***** Lesetext

2004
Es war kein Opfer
März 2004


Es war kein Opfer

Als ich jung war, drehte sich meine Welt um meine Familie und meine Freunde. Doch als ich das Evangelium Jesu Christi annahm, änderte sich vieles. Freunde machten sich über mich lustig, weil ich nach dem Wort der Weisheit lebte, den Sabbat heilig hielt und mich bemühte, die Gebote zu halten. Einige Schulkameraden wollten nichts mehr mit mir zu tun haben. Meine Eltern wollten mir zunächst nicht erlauben, mich taufen zu lassen, und mein Vater sprach nicht einmal mehr mit mir. Man könnte glauben, dass solche Verluste ein großes Opfer für ein junges Mädchen darstellen. Doch Gott wusste, dass diese „Opfer“ um seiner Kirche und seines Reiches willen in Wirklichkeit keinen Verlust, sondern Gewinn bringen würden.

**********
***** Einträge

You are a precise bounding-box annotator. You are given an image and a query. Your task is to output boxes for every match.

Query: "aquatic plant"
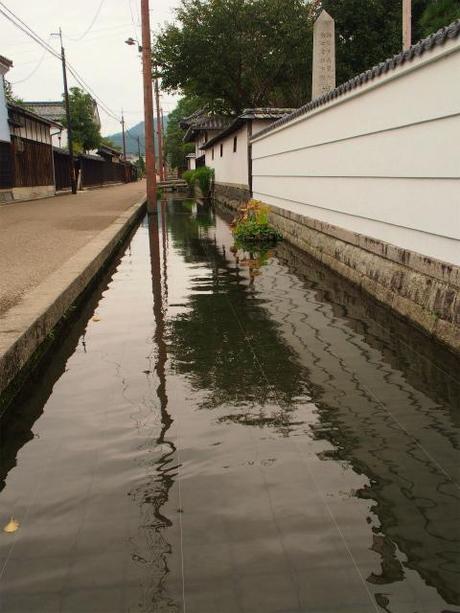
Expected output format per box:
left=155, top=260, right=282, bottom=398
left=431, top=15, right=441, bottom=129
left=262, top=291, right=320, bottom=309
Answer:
left=233, top=200, right=282, bottom=243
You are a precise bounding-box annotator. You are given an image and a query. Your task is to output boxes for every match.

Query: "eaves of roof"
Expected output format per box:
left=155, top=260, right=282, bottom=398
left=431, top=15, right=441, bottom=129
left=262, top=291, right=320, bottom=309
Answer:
left=200, top=107, right=293, bottom=150
left=252, top=19, right=460, bottom=145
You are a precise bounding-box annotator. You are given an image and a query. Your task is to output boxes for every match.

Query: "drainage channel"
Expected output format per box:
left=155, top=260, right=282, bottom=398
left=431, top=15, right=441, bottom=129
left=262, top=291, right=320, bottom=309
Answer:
left=0, top=199, right=460, bottom=613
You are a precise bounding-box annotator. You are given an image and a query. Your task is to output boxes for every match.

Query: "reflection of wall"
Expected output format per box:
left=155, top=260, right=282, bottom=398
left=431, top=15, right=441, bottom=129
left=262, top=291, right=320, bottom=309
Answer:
left=257, top=238, right=460, bottom=604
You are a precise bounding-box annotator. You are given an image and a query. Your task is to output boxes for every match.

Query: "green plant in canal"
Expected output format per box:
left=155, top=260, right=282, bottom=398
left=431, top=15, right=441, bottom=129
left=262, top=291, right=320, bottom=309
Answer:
left=233, top=200, right=282, bottom=243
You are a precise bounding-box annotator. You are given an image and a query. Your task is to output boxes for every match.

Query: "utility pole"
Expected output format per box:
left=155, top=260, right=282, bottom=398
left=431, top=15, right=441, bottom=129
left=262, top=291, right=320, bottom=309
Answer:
left=53, top=28, right=77, bottom=194
left=154, top=75, right=165, bottom=181
left=141, top=0, right=157, bottom=213
left=403, top=0, right=412, bottom=50
left=120, top=109, right=129, bottom=183
left=121, top=109, right=126, bottom=160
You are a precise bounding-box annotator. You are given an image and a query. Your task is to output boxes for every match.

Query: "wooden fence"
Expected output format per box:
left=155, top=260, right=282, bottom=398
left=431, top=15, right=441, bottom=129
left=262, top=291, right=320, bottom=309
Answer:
left=0, top=141, right=13, bottom=189
left=53, top=147, right=71, bottom=192
left=11, top=136, right=54, bottom=187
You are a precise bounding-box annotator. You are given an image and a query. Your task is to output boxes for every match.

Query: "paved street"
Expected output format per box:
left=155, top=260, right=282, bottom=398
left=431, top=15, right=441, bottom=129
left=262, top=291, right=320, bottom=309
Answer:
left=0, top=181, right=145, bottom=315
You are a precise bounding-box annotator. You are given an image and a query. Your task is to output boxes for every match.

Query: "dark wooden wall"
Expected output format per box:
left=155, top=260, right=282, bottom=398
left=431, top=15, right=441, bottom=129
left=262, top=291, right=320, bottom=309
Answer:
left=53, top=149, right=71, bottom=191
left=11, top=136, right=54, bottom=187
left=0, top=141, right=13, bottom=189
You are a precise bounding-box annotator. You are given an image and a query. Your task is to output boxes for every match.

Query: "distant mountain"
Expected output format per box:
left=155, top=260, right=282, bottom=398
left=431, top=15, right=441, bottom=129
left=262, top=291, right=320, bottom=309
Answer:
left=105, top=115, right=168, bottom=155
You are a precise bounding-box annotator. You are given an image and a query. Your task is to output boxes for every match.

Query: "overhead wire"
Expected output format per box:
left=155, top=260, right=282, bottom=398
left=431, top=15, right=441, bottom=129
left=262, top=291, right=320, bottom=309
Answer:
left=68, top=0, right=105, bottom=43
left=11, top=43, right=48, bottom=85
left=0, top=0, right=120, bottom=121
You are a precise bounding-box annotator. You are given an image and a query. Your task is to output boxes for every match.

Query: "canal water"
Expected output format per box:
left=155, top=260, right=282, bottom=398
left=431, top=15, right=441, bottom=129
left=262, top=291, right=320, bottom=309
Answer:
left=0, top=200, right=460, bottom=613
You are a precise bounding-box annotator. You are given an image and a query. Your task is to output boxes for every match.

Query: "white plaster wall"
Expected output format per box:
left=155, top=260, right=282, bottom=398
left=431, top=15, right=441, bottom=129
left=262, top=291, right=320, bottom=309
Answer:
left=0, top=75, right=10, bottom=142
left=205, top=123, right=249, bottom=187
left=252, top=40, right=460, bottom=265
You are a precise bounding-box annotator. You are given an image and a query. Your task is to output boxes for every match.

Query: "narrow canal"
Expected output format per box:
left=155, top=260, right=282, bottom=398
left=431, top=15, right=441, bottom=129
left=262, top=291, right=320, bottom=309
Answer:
left=0, top=200, right=460, bottom=613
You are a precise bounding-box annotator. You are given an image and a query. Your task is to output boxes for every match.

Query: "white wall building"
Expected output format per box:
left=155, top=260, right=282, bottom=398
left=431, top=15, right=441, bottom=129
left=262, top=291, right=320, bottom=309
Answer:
left=252, top=22, right=460, bottom=265
left=201, top=108, right=293, bottom=197
left=246, top=20, right=460, bottom=352
left=180, top=109, right=232, bottom=170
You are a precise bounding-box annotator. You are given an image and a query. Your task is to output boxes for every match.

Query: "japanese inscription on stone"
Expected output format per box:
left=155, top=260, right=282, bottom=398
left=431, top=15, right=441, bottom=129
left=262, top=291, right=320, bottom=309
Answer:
left=312, top=11, right=335, bottom=99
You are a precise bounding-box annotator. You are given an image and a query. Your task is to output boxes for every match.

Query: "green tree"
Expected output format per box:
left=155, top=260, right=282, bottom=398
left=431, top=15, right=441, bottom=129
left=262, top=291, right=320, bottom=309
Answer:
left=419, top=0, right=460, bottom=36
left=61, top=87, right=101, bottom=153
left=3, top=79, right=24, bottom=106
left=165, top=96, right=203, bottom=169
left=154, top=0, right=313, bottom=112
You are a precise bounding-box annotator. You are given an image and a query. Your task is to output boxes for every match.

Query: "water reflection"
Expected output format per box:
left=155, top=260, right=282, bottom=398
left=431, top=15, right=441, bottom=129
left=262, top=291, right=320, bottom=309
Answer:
left=168, top=198, right=306, bottom=418
left=132, top=207, right=181, bottom=613
left=0, top=201, right=460, bottom=613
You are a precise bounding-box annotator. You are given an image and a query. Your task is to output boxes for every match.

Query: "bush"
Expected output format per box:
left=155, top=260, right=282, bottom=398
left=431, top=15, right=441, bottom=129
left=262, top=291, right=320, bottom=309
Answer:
left=233, top=200, right=282, bottom=243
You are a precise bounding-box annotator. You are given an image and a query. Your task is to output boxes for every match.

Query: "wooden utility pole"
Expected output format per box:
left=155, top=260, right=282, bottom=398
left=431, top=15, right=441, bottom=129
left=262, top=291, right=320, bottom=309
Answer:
left=121, top=110, right=126, bottom=160
left=141, top=0, right=157, bottom=213
left=155, top=76, right=165, bottom=181
left=403, top=0, right=412, bottom=50
left=59, top=28, right=77, bottom=194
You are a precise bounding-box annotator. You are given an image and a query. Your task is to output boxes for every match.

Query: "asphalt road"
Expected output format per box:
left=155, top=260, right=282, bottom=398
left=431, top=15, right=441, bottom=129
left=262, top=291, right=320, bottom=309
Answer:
left=0, top=181, right=145, bottom=316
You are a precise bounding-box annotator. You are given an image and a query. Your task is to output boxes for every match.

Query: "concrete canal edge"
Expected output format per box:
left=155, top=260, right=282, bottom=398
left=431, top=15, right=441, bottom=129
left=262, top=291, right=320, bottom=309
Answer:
left=215, top=186, right=460, bottom=354
left=0, top=198, right=146, bottom=409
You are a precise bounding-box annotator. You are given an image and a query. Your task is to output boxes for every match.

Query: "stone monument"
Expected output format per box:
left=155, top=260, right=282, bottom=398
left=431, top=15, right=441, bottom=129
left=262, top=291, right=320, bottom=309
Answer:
left=312, top=11, right=335, bottom=100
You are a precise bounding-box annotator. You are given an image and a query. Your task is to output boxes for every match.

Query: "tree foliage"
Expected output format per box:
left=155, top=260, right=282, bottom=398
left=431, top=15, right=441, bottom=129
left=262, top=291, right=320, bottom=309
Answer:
left=154, top=0, right=313, bottom=112
left=165, top=96, right=203, bottom=168
left=61, top=87, right=102, bottom=153
left=154, top=0, right=460, bottom=112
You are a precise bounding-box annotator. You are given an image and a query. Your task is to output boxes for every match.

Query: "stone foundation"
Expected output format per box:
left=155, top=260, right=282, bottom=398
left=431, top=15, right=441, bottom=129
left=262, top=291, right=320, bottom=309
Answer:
left=214, top=183, right=251, bottom=209
left=216, top=197, right=460, bottom=353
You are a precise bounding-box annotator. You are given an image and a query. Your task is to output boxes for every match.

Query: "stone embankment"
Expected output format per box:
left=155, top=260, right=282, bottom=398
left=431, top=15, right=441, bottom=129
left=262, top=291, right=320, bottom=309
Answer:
left=0, top=182, right=145, bottom=402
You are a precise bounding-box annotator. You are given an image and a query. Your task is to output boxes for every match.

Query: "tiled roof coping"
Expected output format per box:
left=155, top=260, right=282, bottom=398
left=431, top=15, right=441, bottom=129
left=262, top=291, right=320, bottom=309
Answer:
left=200, top=107, right=294, bottom=150
left=252, top=19, right=460, bottom=140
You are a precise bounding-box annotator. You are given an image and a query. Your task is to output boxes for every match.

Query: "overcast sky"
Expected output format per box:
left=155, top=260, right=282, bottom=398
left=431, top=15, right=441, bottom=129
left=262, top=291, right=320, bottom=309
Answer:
left=0, top=0, right=179, bottom=135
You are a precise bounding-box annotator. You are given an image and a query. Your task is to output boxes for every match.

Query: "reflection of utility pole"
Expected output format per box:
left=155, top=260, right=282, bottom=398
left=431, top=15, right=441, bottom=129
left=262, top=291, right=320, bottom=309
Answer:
left=160, top=109, right=168, bottom=181
left=51, top=28, right=77, bottom=194
left=154, top=75, right=165, bottom=181
left=403, top=0, right=412, bottom=49
left=141, top=0, right=157, bottom=213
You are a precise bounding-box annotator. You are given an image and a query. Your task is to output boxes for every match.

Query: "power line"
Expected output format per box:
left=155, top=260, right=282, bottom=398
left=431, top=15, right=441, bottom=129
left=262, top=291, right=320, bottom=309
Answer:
left=0, top=0, right=120, bottom=121
left=68, top=0, right=105, bottom=42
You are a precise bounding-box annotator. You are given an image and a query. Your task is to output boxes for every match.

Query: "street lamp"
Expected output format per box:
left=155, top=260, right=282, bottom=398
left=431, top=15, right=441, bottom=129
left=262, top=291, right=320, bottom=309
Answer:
left=125, top=36, right=142, bottom=53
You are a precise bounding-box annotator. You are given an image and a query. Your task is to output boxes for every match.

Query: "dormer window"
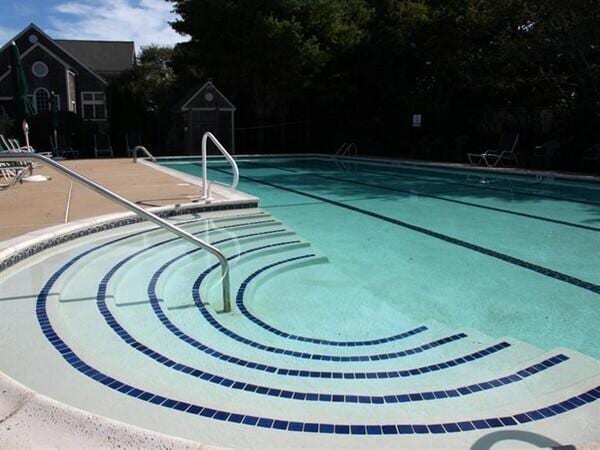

**********

**Aufgaben:**
A: Gib aus dem Lesetext den Abschnitt wieder, der mit den Worten „Als ich jung“ beginnt und mit „Gewinn bringen würden.“ endet, und tausche dabei „Sabbat“ gegen „Sonntag“ aus.
B: Nenne alle Dinge aus dem Lesetext, derentwegen sich die Freunde über die erzählende Person lustig machten.
C: Schreib den Lesetext über die Annahme des Evangeliums im Anschluss an seinen letzten Satz weiter.
Die Einträge spielen hierfür keine Rolle.

**Antworten:**
A:
Als ich jung war, drehte sich meine Welt um meine Familie und meine Freunde. Doch als ich das Evangelium Jesu Christi annahm, änderte sich vieles. Freunde machten sich über mich lustig, weil ich nach dem Wort der Weisheit lebte, den Sonntag heilig hielt und mich bemühte, die Gebote zu halten. Einige Schulkameraden wollten nichts mehr mit mir zu tun haben. Meine Eltern wollten mir zunächst nicht erlauben, mich taufen zu lassen, und mein Vater sprach nicht einmal mehr mit mir. Man könnte glauben, dass solche Verluste ein großes Opfer für ein junges Mädchen darstellen. Doch Gott wusste, dass diese „Opfer“ um seiner Kirche und seines Reiches willen in Wirklichkeit keinen Verlust, sondern Gewinn bringen würden.

B:
- nach dem Wort der Weisheit leben
- den Sabbat heilig halten
- sich bemühen, die Gebote zu halten

C:
Der Herr hat gelehrt: „Wenn das Weizenkorn nicht in die Erde fällt und stirbt, bleibt es allein; wenn es aber stirbt, bringt es reiche Frucht. Wer an seinem Leben hängt, verliert es; wer aber sein Leben in dieser Welt gering achtet, wird es bewahren bis ins ewige Leben.“ (Johannes 12:24,25.) Gewöhnlich definieren wir das, was wir verlieren, als Opfer und das, was wir dazubekommen, als Gewinn. Doch oftmals schaffen unsere Verluste die Grundlage für eine reiche Ernte in der Zukunft.

Einmal besuchte ein berühmter Arzt eine niedergeschlagene und mutlose alte Dame. Er stellte fest, dass sie einerseits einsam und von der Welt abgeschieden war, aber andererseits auch ein herrliches Gewächshaus hatte, in dem sie Usambaraveilchen züchtete. Der Arzt verschrieb dieser Frau ein besonderes „Medikament“: Sie sollte das Informationsblatt ihrer Kirche abonnieren und immer, wenn es eine Taufe oder Trauung gab oder wenn jemand krank war oder starb, ein Usambaraveilchen schicken. Die Frau befolgte den Rat ihres Arztes und verschenkte hunderte Topfpflanzen. Als sie starb, titelte die Zeitung: „Die Königin der Usambaraveilchen ist von uns gegangen und wird von Tausenden betrauert.“ Wie wurde aus dieser niedergeschlagenen alten Frau jemand, der von so vielen geliebt wurde? Indem sie für andere etwas aufgab und das, was sie hatte, nicht für sich behielt.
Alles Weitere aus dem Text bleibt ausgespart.